TASK PROMPT = Render the stretch of the listing below from the line containing "the wall light fixture" through the end of the listing as a numbered list, omitting blank lines.

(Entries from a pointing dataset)
* * * * * * * * *
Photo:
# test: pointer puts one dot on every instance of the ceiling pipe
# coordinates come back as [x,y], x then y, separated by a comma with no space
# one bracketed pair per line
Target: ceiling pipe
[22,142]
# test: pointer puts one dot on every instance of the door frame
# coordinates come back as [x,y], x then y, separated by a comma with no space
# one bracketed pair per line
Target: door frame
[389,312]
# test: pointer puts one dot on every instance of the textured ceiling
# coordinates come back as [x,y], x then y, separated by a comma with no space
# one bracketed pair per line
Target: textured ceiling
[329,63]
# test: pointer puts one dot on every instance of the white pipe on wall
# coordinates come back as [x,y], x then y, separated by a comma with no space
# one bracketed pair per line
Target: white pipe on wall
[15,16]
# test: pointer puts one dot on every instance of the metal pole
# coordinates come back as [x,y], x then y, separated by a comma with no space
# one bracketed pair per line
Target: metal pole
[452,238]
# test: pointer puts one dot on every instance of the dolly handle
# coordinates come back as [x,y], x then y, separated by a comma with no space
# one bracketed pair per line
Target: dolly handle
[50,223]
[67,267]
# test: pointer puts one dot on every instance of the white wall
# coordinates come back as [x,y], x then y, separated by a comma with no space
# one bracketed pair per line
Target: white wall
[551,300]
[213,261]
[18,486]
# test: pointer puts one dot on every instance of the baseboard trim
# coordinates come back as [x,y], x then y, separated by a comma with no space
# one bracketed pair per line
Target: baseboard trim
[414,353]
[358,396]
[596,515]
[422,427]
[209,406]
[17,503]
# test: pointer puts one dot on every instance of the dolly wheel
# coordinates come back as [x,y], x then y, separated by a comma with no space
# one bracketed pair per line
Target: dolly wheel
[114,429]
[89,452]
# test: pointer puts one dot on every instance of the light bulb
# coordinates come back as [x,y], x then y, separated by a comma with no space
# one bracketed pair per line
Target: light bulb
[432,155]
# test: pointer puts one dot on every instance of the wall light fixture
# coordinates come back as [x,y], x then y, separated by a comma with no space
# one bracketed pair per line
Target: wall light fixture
* * * * * * * * *
RESULT FOR THIS EXERCISE =
1. # test: pointer puts one dot on every instance of the wall light fixture
2. # coordinates come back as [x,y], x then y, separated by a comma with no space
3. # one bracketed pair per line
4. Target: wall light fixture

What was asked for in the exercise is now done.